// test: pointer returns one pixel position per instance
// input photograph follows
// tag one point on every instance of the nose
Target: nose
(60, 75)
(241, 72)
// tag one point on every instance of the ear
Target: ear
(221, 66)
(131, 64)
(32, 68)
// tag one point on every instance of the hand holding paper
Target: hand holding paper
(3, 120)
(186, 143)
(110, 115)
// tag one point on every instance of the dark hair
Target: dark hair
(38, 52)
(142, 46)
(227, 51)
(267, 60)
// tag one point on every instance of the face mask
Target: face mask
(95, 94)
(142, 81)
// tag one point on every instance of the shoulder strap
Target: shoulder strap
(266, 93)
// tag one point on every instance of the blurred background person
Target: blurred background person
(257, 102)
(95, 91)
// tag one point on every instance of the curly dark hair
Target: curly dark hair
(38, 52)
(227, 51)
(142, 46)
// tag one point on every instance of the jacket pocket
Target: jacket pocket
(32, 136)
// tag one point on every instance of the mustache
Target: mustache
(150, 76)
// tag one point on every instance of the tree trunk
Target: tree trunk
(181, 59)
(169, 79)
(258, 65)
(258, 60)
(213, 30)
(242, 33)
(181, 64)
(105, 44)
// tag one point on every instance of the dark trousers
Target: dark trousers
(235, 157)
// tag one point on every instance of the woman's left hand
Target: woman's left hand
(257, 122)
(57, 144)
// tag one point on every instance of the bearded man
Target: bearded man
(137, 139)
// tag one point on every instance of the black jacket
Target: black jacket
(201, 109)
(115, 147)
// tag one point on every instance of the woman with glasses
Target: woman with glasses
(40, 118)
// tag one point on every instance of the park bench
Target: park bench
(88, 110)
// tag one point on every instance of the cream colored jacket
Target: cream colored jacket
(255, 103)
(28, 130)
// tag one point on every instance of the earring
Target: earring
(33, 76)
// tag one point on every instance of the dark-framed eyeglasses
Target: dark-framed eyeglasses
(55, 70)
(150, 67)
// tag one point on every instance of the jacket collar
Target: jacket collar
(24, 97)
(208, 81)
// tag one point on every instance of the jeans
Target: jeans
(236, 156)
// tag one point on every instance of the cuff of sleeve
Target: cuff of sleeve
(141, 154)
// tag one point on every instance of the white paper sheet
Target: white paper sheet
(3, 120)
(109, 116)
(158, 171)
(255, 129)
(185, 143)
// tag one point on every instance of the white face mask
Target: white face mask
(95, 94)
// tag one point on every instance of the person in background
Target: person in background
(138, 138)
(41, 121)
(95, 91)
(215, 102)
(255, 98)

────────

__WHAT NEEDS TO BE DONE__. Please copy all of the records above line for line, without changing anything.

__RESULT OF THIS TASK__.
// test: pointer returns one pixel position per instance
// input photograph follows
// tag one point on every instance of the nose
Target: nose
(60, 75)
(241, 72)
// tag one point on every instance of the ear
Target: ear
(221, 66)
(131, 64)
(32, 68)
// tag one point on every instance of the hand holding paper
Target: hand holding paper
(3, 120)
(186, 143)
(110, 115)
// tag one point on every instance of the dark hair
Target: dark hair
(38, 52)
(142, 46)
(227, 51)
(267, 60)
// tag one point on every instance of the face mask
Target: face mask
(95, 94)
(142, 81)
// tag one point on every instance of the shoulder strap
Target: shoulder strap
(266, 93)
// tag one point on every instance of the blurred background person
Target: blurred background person
(257, 102)
(95, 91)
// tag one point on every instance of the curly dark hair
Target: curly dark hair
(38, 52)
(227, 51)
(142, 46)
// tag one point on every instance of the jacket pocket
Target: jacket pocket
(32, 136)
// tag one point on every instance of the mustache
Target: mustache
(150, 76)
// tag one point on every instance of the tree trunk
Target: tree trunk
(181, 59)
(169, 79)
(258, 65)
(258, 60)
(213, 30)
(242, 33)
(181, 64)
(105, 44)
// tag one point on every instance of the dark trousers
Target: dark trousers
(235, 157)
// tag one point on every instance of the woman's left hand
Target: woman's left hand
(257, 122)
(57, 144)
// tag one point on every instance of the bearded man
Target: bearded man
(137, 139)
// tag one point on every instance of the black jacket
Target: black jacket
(201, 109)
(115, 147)
// tag one point on every instance of the woman with glasses
Target: woman with glasses
(40, 118)
// tag one point on every instance of the park bench
Target: park bench
(88, 110)
// tag one point on every instance of the cream colored jacket
Target: cream colored jacket
(255, 103)
(28, 130)
// tag one point on every instance of the earring
Target: earring
(33, 76)
// tag one point on every instance of the dark-framed eyeglasses
Target: dark-framed eyeglasses
(55, 70)
(150, 67)
// tag one point on every instance of the jacket collar
Target: jacket collar
(24, 97)
(208, 81)
// tag one point on every instance of the jeans
Target: jeans
(236, 156)
// tag one point on every instance of the cuff of sleeve
Target: cuff of sleeve
(141, 154)
// tag one point on every instance of the white paper sheet
Target: white paper sheet
(3, 120)
(109, 116)
(158, 171)
(255, 129)
(185, 143)
// tag one point on every instance of the white face mask
Target: white face mask
(95, 94)
// tag one point on every instance of the person in background
Target: person in background
(138, 138)
(41, 121)
(95, 91)
(215, 102)
(255, 98)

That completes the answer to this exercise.